» **WHAT NEEDS TO BE DONE**: Transcribe the passage on argument-based learning recommenders below, starting at the words "Most existing recommenders" and ending after "any learning process.".

» **TEXT BLOCK**:

#####

Most existing recommenders are based on machine learning and information retrieval algorithms. As indicated in the literature [6, 7], these approaches are unable to effectively provide informed explanations of the reasons behind a given recommendation. Also, these approaches do not naturally support the kind of analysis of actions and interactions that are crucial in any learning process.

Incorporating Argumentation to Recommend Learning Resources

Argument-based recommenders can be applied to overcome some of the limitations of traditional recommendation systems in learning environments. Content- and collaborative-based recommender systems that use task-modeling or user-modeling approaches can be enhanced by incorporating argumentation technologies, to provide reasoned recommendations and facilitate the exploration of relevant learning resources through a dialectic process. Since the students will receive both a recommendation and a reason supporting it, they will have more confidence in the presented results and they can give the system explicit feedback that can help guide the recommendation process.

The widespread availability of learning resources repositories, coming from different sources and accessed by students with mixed backgrounds, perspectives, and learning abilities offers new opportunities to create argument-based recommendation services. These services can take advantage of the diverse community of students accessing the stored learning resources to implement collaborative-based recommenders. Developing an algorithm for recommending learning resources is challenging because it requires combining many, sometimes conflicting aspects. For instance, a resource may be useful for learning a physics topic for a student with a good mathematics background but it may not be useful for someone who has not developed a good background in mathematics yet. In light of the defeasible nature of students’ information needs in learning environments, argumentation is an attractive technology to explore and revise potential recommendations, by generating suggestions of learning resources based on items that proved to be useful in the past during similar tasks and adapting them to the target student.

During procedural knowledge acquisition, students typically create and test solutions in shared learning environments and discuss their potential solutions with teachers and other students while carrying out learning tasks. The creation and discussion could be naturally integrated with a collective dialectic process that provides a context to let learners actively explore different ideas and positions. An argument-based recommender that guides this process will foster the generation of ideas and debate.

Another natural way in which argumentation can help enhance the recommendation of general and domain-specific knowledge is by involving the student in an argumentation process, either with the recommendation system or with other students. During declarative knowledge acquisition, an argument-based recommender will advise the student on which areas to cover, to increase the effectiveness of the learning process. It can also guide students in the process of engaging in specific discourse activities, to express their viewpoints and also to react to other students’ perspectives.

#####

» **EXCERPTED DATA**:
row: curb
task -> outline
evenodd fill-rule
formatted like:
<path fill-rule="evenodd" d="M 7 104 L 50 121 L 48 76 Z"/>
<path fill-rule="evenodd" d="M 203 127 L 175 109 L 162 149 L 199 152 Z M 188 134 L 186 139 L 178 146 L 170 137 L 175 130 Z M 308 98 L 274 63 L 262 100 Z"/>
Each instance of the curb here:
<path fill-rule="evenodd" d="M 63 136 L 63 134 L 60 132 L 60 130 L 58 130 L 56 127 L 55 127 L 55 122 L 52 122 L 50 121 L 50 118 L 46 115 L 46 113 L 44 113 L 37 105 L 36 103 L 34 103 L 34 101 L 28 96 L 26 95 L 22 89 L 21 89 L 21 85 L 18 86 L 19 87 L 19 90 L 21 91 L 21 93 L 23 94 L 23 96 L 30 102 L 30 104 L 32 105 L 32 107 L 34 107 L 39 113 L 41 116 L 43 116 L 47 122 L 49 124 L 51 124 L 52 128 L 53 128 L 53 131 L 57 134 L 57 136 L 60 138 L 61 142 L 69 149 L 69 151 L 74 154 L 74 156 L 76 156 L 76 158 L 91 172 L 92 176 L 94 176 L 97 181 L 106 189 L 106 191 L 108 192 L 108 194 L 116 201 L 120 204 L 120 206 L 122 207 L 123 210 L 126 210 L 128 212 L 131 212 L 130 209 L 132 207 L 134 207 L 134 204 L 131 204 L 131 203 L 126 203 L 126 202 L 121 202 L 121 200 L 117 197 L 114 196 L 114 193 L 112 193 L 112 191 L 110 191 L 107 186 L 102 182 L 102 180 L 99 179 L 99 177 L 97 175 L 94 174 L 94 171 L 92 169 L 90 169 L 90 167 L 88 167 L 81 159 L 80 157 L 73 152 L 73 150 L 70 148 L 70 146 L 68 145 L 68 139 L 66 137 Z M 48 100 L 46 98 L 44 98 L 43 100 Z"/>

#####

» **CORRECT ANSWER**:
Most existing recommenders are based on machine learning and information retrieval algorithms. As indicated in the literature [6, 7], these approaches are unable to effectively provide informed explanations of the reasons behind a given recommendation. Also, these approaches do not naturally support the kind of analysis of actions and interactions that are crucial in any learning process.